[RECORD EXCERPTS]

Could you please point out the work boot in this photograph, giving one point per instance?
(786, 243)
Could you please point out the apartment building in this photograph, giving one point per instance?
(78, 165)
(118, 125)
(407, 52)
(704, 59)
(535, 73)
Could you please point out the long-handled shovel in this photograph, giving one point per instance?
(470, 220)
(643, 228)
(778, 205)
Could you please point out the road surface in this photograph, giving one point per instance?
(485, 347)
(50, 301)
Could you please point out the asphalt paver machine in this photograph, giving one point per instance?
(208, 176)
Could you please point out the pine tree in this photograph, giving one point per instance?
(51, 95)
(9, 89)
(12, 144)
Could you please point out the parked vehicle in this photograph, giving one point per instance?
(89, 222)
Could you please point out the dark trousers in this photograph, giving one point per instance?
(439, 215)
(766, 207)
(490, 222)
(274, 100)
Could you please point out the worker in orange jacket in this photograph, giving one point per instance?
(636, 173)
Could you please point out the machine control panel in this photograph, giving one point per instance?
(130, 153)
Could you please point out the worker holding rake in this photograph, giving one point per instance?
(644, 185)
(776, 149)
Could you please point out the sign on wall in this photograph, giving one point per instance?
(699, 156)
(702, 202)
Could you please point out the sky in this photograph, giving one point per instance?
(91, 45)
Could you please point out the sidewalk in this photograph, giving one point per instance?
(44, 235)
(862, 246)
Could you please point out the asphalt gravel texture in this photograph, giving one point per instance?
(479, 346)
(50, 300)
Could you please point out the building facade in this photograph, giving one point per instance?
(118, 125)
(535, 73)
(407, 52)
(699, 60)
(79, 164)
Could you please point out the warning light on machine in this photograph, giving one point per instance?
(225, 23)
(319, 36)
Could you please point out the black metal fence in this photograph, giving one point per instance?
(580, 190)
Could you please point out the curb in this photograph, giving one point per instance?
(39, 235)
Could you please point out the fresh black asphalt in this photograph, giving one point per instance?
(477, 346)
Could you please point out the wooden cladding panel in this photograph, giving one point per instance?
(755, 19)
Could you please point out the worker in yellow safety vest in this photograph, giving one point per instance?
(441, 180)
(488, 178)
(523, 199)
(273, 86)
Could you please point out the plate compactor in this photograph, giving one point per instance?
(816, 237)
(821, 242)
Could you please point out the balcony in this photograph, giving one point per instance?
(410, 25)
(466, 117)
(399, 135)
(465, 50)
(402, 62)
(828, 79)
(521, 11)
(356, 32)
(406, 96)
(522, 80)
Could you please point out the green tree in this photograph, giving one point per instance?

[/RECORD EXCERPTS]
[RECORD EXCERPTS]

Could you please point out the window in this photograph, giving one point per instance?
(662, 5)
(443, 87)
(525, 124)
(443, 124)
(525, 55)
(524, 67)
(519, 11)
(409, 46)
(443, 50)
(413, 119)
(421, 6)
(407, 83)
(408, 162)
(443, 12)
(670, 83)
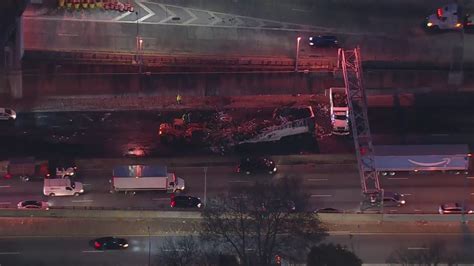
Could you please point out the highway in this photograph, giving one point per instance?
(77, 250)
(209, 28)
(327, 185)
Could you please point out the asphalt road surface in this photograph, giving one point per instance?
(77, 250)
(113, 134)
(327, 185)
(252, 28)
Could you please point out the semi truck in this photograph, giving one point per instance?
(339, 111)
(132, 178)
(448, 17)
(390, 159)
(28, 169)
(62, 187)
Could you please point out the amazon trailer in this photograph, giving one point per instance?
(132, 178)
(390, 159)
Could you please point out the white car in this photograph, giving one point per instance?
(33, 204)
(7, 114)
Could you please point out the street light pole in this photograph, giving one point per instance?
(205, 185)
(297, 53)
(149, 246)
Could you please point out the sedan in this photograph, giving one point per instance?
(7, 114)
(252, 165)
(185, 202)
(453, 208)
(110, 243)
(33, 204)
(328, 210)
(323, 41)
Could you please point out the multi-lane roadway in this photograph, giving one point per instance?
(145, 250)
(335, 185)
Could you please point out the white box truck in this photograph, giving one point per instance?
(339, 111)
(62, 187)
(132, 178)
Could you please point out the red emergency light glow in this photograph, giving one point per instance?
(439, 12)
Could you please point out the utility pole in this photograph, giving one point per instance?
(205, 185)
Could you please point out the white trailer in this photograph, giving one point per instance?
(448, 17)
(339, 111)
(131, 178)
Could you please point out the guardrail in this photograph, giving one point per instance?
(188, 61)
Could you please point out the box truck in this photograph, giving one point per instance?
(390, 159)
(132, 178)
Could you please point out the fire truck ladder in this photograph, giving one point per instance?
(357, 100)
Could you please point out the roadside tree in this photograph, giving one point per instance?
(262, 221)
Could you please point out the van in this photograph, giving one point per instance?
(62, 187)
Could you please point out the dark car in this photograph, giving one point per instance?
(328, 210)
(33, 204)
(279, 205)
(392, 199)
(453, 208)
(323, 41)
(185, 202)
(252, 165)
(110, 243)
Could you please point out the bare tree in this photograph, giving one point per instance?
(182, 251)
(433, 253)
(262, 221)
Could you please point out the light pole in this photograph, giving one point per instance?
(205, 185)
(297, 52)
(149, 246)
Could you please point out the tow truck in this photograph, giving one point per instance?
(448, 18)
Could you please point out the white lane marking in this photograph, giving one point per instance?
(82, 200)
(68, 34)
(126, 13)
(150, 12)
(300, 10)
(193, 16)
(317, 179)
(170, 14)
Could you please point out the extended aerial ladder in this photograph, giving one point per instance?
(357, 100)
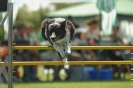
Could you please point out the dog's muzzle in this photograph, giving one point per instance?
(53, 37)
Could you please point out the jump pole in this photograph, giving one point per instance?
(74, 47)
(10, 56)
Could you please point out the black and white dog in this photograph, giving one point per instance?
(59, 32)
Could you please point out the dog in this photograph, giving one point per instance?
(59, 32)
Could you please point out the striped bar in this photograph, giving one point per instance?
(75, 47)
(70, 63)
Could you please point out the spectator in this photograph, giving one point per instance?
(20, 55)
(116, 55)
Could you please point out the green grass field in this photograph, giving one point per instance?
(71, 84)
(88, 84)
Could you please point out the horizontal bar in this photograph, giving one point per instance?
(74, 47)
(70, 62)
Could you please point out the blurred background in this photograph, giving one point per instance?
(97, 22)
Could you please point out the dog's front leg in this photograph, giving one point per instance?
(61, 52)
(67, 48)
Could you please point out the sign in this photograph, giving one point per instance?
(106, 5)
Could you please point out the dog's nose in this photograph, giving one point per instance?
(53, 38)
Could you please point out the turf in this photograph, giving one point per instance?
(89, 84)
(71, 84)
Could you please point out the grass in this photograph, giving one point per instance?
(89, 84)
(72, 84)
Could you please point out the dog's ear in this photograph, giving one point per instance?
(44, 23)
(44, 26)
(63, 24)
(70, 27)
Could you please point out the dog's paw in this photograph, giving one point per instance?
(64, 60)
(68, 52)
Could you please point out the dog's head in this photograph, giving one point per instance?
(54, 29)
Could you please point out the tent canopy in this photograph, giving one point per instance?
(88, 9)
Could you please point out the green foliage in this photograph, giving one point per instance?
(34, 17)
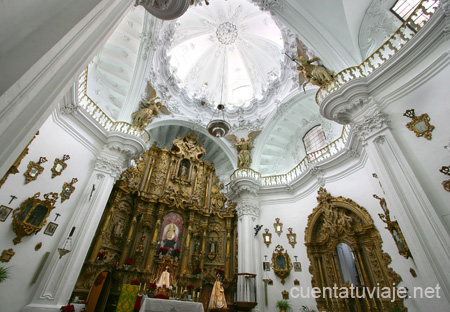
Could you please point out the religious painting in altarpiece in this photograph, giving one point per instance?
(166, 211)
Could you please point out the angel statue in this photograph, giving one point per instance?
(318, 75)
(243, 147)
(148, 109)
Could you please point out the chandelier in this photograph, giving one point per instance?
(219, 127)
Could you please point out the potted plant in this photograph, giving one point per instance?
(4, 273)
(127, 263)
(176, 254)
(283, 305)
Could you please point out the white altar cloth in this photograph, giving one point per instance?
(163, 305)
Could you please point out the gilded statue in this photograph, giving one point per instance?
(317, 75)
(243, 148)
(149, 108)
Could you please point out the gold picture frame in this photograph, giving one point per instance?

[/RECORD EXCERPTS]
[RECORD EXCERPTS]

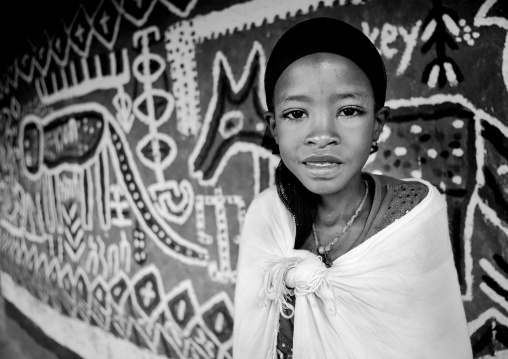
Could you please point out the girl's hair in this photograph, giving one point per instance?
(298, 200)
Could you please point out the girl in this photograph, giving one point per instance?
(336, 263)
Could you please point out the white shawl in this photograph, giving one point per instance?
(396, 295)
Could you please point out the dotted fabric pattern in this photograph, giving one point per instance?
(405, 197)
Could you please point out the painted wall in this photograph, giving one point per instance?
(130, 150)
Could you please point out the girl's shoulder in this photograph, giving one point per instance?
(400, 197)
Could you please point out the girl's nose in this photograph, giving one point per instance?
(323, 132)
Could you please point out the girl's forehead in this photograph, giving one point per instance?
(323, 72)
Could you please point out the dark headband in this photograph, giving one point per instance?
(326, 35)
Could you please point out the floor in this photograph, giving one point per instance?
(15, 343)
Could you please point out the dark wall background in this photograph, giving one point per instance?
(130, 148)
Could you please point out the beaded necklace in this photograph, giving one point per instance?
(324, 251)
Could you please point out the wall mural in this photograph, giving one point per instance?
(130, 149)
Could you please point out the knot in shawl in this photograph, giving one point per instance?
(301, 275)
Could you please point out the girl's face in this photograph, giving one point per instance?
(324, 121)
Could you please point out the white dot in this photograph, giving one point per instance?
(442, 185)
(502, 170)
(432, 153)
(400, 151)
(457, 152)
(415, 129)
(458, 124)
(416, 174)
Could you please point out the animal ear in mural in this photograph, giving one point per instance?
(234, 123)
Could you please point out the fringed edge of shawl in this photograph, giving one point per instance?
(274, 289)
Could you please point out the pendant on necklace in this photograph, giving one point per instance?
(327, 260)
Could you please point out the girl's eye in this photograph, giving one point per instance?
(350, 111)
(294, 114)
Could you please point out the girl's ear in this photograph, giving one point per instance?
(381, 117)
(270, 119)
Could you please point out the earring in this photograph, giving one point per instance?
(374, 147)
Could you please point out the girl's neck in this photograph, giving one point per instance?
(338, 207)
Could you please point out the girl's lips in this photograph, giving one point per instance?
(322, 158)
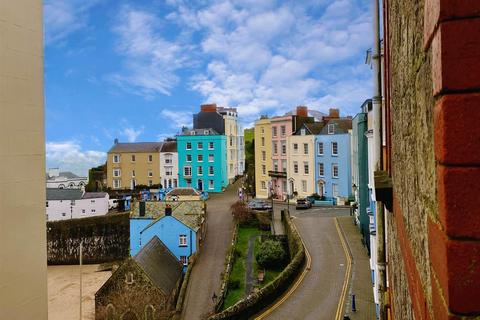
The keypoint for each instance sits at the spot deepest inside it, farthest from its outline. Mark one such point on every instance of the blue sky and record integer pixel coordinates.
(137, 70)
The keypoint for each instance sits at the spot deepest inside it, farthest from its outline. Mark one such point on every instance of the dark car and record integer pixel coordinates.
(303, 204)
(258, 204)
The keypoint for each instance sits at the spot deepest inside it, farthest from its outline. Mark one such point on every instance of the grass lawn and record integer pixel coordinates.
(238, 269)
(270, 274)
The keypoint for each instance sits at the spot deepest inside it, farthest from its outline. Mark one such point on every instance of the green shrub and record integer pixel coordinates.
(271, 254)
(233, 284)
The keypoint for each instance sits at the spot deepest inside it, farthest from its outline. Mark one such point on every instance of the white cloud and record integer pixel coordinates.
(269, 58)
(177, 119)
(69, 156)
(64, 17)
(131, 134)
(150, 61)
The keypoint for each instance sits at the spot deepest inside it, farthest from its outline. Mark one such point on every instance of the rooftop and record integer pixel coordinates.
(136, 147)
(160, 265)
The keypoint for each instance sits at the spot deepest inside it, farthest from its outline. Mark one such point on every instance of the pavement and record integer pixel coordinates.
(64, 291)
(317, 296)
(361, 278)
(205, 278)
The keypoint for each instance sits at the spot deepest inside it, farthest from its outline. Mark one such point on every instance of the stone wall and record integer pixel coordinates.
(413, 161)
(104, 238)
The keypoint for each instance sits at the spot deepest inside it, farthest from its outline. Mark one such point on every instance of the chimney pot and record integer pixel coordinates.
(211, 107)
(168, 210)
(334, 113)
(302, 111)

[/RECORD EXCERPTS]

## TASK
From the entries above, restate word for word the lines from the line containing "Could you please point out the curb" to the line containing "Could you please point out the green tree", both ends included, and nothing more.

## WRITTEN ANSWER
Could you please point out the curb in this photograph, giving one point per instance?
(39, 235)
Could you please point out the fresh black asphalt in this photograph, giving one point per instance?
(477, 346)
Could you please point out the wooden cladding panel in this photograph, giving one point per instance?
(755, 19)
Could you please point out the worker in yellow safety vest in this photograph, giving one point per instance?
(441, 180)
(488, 178)
(523, 199)
(273, 86)
Could you please point out the plate compactor in this photograph, giving one point per instance?
(816, 237)
(821, 242)
Could you please point out the balcony in this photograph, giving one point per instance?
(410, 25)
(466, 117)
(399, 135)
(465, 50)
(402, 62)
(828, 79)
(521, 11)
(356, 32)
(406, 96)
(522, 80)
Could you please point out the green tree in this photograph, giving one point per instance?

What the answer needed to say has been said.